» EXERCISE OBJECTIVE: Copy the data below. Keep every line exactly as it is.

» RECORDED INFORMATION:
Start of Block
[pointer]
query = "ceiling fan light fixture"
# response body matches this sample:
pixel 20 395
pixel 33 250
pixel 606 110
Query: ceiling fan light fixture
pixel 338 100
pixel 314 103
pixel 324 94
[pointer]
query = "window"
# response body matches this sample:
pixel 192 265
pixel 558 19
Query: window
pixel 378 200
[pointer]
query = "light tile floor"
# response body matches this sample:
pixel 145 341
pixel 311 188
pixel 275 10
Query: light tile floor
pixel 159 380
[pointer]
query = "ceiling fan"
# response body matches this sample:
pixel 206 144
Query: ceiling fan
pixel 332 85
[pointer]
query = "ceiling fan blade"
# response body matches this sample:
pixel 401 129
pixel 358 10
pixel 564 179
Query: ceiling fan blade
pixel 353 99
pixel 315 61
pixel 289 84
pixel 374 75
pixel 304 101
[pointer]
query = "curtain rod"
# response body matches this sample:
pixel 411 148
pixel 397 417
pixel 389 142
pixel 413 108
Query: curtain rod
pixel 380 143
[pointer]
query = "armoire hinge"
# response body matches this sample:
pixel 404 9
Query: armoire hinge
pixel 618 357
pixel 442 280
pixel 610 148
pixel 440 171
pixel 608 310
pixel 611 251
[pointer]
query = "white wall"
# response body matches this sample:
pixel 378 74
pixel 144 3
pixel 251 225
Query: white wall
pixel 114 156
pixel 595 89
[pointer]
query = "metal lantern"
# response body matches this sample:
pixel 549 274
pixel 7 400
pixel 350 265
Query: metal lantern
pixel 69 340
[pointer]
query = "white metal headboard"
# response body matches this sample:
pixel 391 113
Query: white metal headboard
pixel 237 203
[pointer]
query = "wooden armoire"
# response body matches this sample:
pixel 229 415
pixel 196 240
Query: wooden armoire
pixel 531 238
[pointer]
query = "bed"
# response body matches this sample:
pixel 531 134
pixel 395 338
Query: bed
End of Block
» COMPLETED TASK:
[pointer]
query = "ceiling fan light fixture"
# response body matches this sample:
pixel 20 395
pixel 33 250
pixel 606 110
Query: ceiling fan light fixture
pixel 338 100
pixel 314 103
pixel 324 94
[pointer]
query = "window"
# response body matches this sample:
pixel 192 265
pixel 558 19
Query: window
pixel 378 200
[pointer]
query = "light tile floor"
# response body matches this sample:
pixel 145 341
pixel 311 188
pixel 275 10
Query: light tile floor
pixel 159 380
[pointer]
query = "ceiling fan"
# response body matches this sample:
pixel 206 144
Query: ceiling fan
pixel 332 85
[pointer]
query = "ceiling fan blade"
# response body matches this sample:
pixel 401 129
pixel 358 10
pixel 564 179
Query: ceiling fan blade
pixel 353 99
pixel 315 61
pixel 289 84
pixel 374 75
pixel 304 101
[pointer]
query = "curtain rod"
# response body matches this sample:
pixel 411 148
pixel 397 417
pixel 389 142
pixel 413 108
Query: curtain rod
pixel 380 143
[pointer]
query = "armoire hinge"
# response body matches this sample:
pixel 404 9
Query: armoire hinge
pixel 618 357
pixel 442 280
pixel 610 148
pixel 440 171
pixel 608 310
pixel 611 251
[pointer]
query = "white wall"
# response body matches this sample:
pixel 378 74
pixel 144 3
pixel 251 225
Query: white wall
pixel 114 156
pixel 595 89
[pointer]
query = "metal lantern"
# response body matches this sample:
pixel 549 274
pixel 7 400
pixel 350 265
Query: metal lantern
pixel 69 340
[pointer]
query = "white metal headboard"
# response body matches this sample:
pixel 391 113
Query: white metal headboard
pixel 237 203
[pointer]
query = "wooden armoire"
# response body matches this sample:
pixel 229 415
pixel 196 240
Query: wooden armoire
pixel 531 238
[pointer]
query = "bed"
# response body matches this sample:
pixel 531 134
pixel 395 338
Query: bed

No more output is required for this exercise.